== QUOTED PASSAGE ==
In all cases where a change occurs in the ownership of land or water bottoms as a result of the action of a navigable stream, bay, lake, sea, or arm of the sea, in the change of its course, bed, or bottom, or as a result of accretion, dereliction, erosion, subsidence, or other condition resulting from the action of a navigable stream, bay, lake, sea, or arm of the sea, the new owner of such lands or water bottoms, including the state of Louisiana, shall take the same subject to and encumbered with any oil, gas, or mineral lease covering and affecting such lands or water bottoms, and subject to the mineral and royalty rights of the lessors in such lease, their heirs, successors, and assigns; the right of the lessee or owners of such lease and the right of the mineral and royalty owners thereunder shall be in no manner abrogated or affected by such change in ownership.
===
== PROVIDED DATA ==
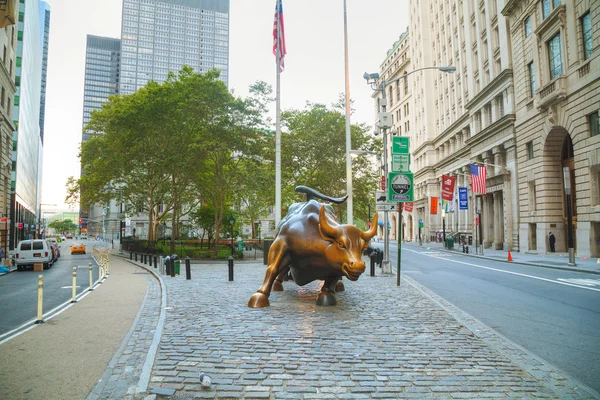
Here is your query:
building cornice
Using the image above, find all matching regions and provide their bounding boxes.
[465,68,513,110]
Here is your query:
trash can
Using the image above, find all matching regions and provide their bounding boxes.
[263,239,273,265]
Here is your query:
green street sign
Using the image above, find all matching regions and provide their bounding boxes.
[392,136,410,154]
[392,154,410,172]
[388,172,415,203]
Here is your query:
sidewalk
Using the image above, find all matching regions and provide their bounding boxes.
[0,251,600,400]
[398,241,600,274]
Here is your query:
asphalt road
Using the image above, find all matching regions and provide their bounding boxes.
[0,240,106,339]
[367,243,600,391]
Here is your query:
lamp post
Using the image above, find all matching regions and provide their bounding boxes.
[563,167,575,266]
[363,66,456,274]
[229,215,235,257]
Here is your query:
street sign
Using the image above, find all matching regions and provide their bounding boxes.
[388,172,414,202]
[392,154,410,172]
[392,136,409,154]
[375,203,398,211]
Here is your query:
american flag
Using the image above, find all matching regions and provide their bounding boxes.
[469,164,486,194]
[273,0,287,71]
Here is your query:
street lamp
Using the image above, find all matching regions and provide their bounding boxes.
[364,66,456,274]
[229,215,235,257]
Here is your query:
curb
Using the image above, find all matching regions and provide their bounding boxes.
[440,248,600,275]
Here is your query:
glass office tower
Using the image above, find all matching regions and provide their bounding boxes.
[120,0,229,94]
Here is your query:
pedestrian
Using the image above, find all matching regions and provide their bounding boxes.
[548,232,556,253]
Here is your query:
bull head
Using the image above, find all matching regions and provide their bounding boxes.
[319,206,377,281]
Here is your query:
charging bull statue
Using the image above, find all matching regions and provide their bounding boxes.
[248,186,377,308]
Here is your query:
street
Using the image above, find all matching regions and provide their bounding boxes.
[373,242,600,390]
[0,240,106,341]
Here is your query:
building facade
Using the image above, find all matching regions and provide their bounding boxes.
[0,0,18,253]
[120,0,229,94]
[502,0,600,257]
[9,0,43,249]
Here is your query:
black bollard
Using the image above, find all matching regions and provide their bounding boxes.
[185,257,192,281]
[228,256,233,282]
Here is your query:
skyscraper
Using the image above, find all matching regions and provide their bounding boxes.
[82,35,121,142]
[120,0,229,94]
[10,0,43,249]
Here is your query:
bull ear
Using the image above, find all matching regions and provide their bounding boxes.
[319,206,337,242]
[360,212,379,242]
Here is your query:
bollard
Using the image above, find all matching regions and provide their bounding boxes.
[185,257,192,280]
[35,275,44,324]
[71,267,77,303]
[88,263,94,292]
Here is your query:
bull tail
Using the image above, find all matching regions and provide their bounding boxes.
[296,186,348,204]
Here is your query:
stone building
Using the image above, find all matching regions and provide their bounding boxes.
[501,0,600,257]
[406,0,519,250]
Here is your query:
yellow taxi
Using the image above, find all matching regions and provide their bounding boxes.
[71,242,85,254]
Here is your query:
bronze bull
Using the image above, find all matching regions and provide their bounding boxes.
[248,186,377,308]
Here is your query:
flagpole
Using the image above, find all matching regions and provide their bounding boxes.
[275,0,281,226]
[344,0,354,225]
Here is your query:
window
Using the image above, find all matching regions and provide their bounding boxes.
[581,11,592,60]
[523,17,531,37]
[548,33,563,79]
[527,61,535,97]
[588,112,600,137]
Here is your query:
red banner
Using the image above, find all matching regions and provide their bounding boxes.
[442,175,456,200]
[429,197,438,214]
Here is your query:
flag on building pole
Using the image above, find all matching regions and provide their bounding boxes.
[469,164,486,194]
[273,0,287,226]
[273,0,287,71]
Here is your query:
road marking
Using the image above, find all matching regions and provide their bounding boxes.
[405,248,600,292]
[558,278,600,286]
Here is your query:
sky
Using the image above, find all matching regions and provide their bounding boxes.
[42,0,409,209]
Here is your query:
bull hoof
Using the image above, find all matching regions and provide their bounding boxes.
[248,292,271,308]
[317,292,337,306]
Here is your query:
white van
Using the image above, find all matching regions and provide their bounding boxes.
[15,239,53,271]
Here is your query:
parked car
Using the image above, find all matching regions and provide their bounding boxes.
[46,238,60,261]
[15,239,54,271]
[71,242,85,254]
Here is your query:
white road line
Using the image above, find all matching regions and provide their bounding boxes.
[405,249,600,292]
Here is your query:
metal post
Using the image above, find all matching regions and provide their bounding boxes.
[88,263,94,292]
[71,267,77,303]
[563,167,576,266]
[185,257,192,280]
[396,207,402,286]
[35,275,44,324]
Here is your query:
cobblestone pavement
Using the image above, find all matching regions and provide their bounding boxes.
[87,270,161,400]
[143,264,598,399]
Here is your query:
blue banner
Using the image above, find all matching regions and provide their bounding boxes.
[458,188,469,210]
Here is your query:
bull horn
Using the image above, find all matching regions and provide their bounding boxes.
[319,205,337,239]
[360,213,379,242]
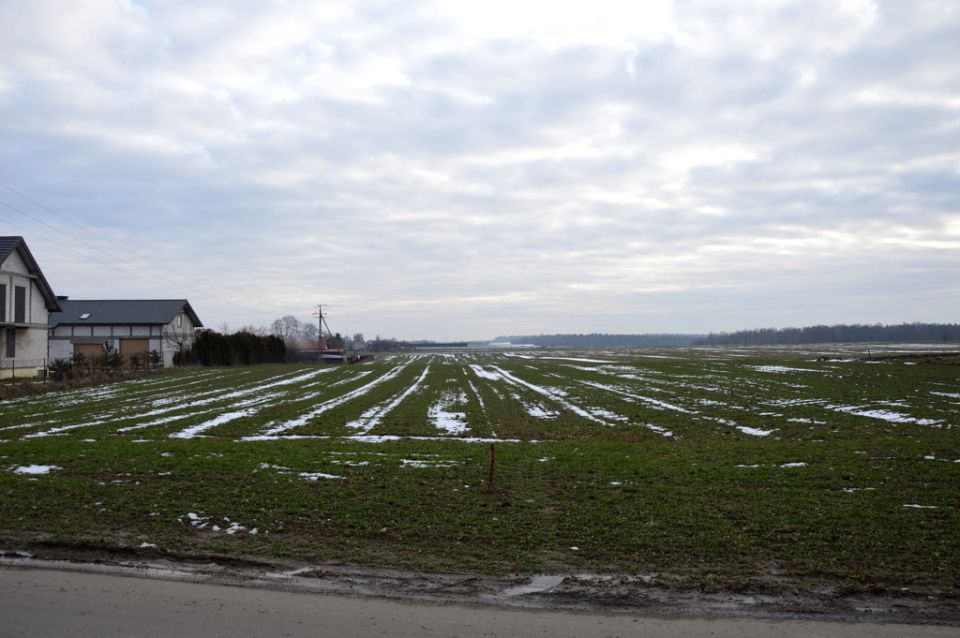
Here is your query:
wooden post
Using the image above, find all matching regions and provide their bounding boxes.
[487,443,497,493]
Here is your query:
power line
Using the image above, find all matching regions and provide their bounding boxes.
[0,182,329,330]
[0,196,248,314]
[0,195,211,298]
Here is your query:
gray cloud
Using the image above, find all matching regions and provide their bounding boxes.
[0,0,960,338]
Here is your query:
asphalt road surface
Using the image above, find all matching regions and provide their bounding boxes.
[0,567,960,638]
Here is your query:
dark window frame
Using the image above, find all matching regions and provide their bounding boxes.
[13,286,27,323]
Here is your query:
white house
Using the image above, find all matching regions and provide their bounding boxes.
[0,237,60,377]
[49,297,203,367]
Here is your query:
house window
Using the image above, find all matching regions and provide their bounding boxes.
[13,286,27,323]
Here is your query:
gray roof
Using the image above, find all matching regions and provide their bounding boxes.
[0,236,60,312]
[50,299,203,328]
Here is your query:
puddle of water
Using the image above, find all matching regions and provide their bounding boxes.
[503,576,566,596]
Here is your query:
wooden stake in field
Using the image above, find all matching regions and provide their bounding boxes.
[487,443,497,492]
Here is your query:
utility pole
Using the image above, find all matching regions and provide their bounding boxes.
[313,304,333,363]
[313,304,323,363]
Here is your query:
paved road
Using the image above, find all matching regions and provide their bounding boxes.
[0,567,960,638]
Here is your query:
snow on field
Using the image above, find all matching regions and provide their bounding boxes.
[510,393,560,419]
[580,381,696,414]
[490,366,611,426]
[748,366,822,374]
[23,419,110,439]
[400,459,457,468]
[427,392,470,435]
[703,416,776,436]
[346,365,432,434]
[177,512,258,536]
[823,405,943,427]
[297,472,343,481]
[11,465,63,476]
[253,363,408,440]
[464,382,487,412]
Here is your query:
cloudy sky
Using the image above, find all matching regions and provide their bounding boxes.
[0,0,960,339]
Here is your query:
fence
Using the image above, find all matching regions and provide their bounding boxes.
[0,358,47,383]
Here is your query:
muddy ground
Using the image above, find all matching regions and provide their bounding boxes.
[0,543,960,626]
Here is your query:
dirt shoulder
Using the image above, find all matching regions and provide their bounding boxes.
[0,544,960,626]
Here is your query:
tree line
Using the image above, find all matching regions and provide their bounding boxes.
[173,330,287,366]
[494,332,703,348]
[694,323,960,346]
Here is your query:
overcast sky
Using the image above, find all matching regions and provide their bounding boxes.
[0,0,960,339]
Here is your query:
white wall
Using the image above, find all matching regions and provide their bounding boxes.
[0,251,50,376]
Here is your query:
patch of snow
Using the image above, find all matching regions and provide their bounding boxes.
[400,459,456,468]
[260,363,408,440]
[824,405,943,426]
[427,392,470,435]
[297,472,343,481]
[346,365,430,434]
[13,465,63,476]
[748,366,821,374]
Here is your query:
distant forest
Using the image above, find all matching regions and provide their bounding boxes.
[694,323,960,346]
[494,333,706,348]
[495,323,960,348]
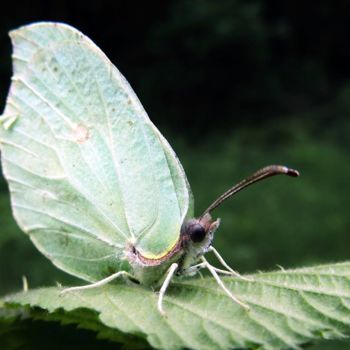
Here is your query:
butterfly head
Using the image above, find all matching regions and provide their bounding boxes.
[181,213,220,254]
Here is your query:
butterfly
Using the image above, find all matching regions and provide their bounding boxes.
[0,22,299,314]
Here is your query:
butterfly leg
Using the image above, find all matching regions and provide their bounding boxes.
[208,246,252,282]
[181,262,237,276]
[157,263,179,316]
[201,256,250,310]
[60,271,132,294]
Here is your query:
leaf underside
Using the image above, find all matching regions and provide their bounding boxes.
[0,262,350,349]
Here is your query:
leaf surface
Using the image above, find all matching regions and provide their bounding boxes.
[2,262,350,349]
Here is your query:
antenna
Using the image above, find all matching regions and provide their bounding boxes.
[200,165,299,219]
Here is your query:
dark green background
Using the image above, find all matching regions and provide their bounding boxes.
[0,0,350,349]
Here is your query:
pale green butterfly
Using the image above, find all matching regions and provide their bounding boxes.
[0,22,298,313]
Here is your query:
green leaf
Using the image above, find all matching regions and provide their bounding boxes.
[2,262,350,349]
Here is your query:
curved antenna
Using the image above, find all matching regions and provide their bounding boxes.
[200,165,299,218]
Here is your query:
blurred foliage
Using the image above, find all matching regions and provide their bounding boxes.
[0,0,350,348]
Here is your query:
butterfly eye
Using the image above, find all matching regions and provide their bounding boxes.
[190,224,206,243]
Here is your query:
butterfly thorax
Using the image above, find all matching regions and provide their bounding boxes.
[126,214,220,286]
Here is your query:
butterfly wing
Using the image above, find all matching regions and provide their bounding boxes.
[0,22,193,281]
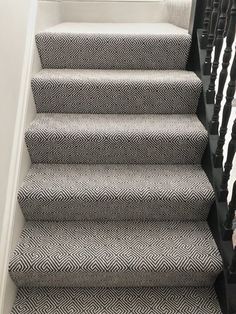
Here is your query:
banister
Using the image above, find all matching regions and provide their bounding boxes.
[191,0,236,314]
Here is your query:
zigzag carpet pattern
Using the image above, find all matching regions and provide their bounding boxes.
[32,69,202,114]
[26,114,207,164]
[18,164,214,220]
[9,23,222,314]
[12,287,221,314]
[9,221,222,287]
[36,23,191,70]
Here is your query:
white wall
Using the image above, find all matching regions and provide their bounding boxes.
[0,0,60,314]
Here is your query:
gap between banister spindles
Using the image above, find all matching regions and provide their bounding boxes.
[214,46,236,168]
[203,0,220,75]
[209,0,236,135]
[223,181,236,241]
[206,0,228,104]
[200,0,213,49]
[219,119,236,202]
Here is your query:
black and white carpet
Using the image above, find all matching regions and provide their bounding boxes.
[9,23,222,314]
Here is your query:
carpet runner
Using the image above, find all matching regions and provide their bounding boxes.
[9,23,222,314]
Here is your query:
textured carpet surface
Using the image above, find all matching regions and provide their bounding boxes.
[10,221,222,287]
[18,164,214,220]
[12,287,221,314]
[26,114,208,164]
[32,69,202,114]
[9,21,222,314]
[36,23,191,70]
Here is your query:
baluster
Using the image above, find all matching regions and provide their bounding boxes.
[200,0,212,49]
[203,0,220,75]
[210,0,236,135]
[224,0,233,37]
[229,247,236,274]
[206,0,228,104]
[214,48,236,168]
[223,181,236,241]
[219,119,236,202]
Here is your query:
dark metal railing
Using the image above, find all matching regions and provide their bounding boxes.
[200,0,236,201]
[193,0,236,314]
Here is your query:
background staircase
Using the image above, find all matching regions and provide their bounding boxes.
[9,23,222,314]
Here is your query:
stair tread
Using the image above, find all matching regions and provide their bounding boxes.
[19,164,214,200]
[26,113,207,136]
[32,69,202,114]
[25,114,207,164]
[10,221,222,286]
[36,23,191,70]
[18,164,214,220]
[12,287,222,314]
[40,23,190,36]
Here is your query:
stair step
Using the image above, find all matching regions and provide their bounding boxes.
[18,164,214,220]
[36,23,191,70]
[9,221,222,287]
[26,114,207,164]
[12,287,222,314]
[32,69,202,114]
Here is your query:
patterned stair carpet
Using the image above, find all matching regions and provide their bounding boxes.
[9,23,222,314]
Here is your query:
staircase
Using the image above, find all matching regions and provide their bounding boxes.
[9,23,223,314]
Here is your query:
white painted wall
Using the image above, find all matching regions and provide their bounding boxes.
[0,0,60,314]
[0,0,236,314]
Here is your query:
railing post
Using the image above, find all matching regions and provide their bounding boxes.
[223,181,236,241]
[210,0,236,135]
[214,47,236,168]
[229,247,236,274]
[203,0,220,75]
[219,119,236,202]
[200,0,213,49]
[224,0,233,37]
[206,0,228,104]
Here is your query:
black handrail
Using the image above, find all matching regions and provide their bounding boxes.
[191,0,236,314]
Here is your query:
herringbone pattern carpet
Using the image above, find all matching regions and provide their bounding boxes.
[9,23,222,314]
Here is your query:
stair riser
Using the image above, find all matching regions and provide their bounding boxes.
[36,33,191,70]
[32,78,201,114]
[26,131,207,164]
[9,287,222,314]
[10,272,219,287]
[19,199,214,221]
===
## PROBLEMS TO SOLVE
1. In the statute above on land ownership changes, write out the passage starting with "In all cases" and going on through "change in ownership.".
2. List every kind of body of water named in the statute on land ownership changes whose action can alter the ownership of land or water bottoms.

## ANSWERS PER TASK
1.
In all cases where a change occurs in the ownership of land or water bottoms as a result of the action of a navigable stream, bay, lake, sea, or arm of the sea, in the change of its course, bed, or bottom, or as a result of accretion, dereliction, erosion, subsidence, or other condition resulting from the action of a navigable stream, bay, lake, sea, or arm of the sea, the new owner of such lands or water bottoms, including the state of Louisiana, shall take the same subject to and encumbered with any oil, gas, or mineral lease covering and affecting such lands or water bottoms, and subject to the mineral and royalty rights of the lessors in such lease, their heirs, successors, and assigns; the right of the lessee or owners of such lease and the right of the mineral and royalty owners thereunder shall be in no manner abrogated or affected by such change in ownership.

2.
navigable stream
bay
lake
sea
arm of the sea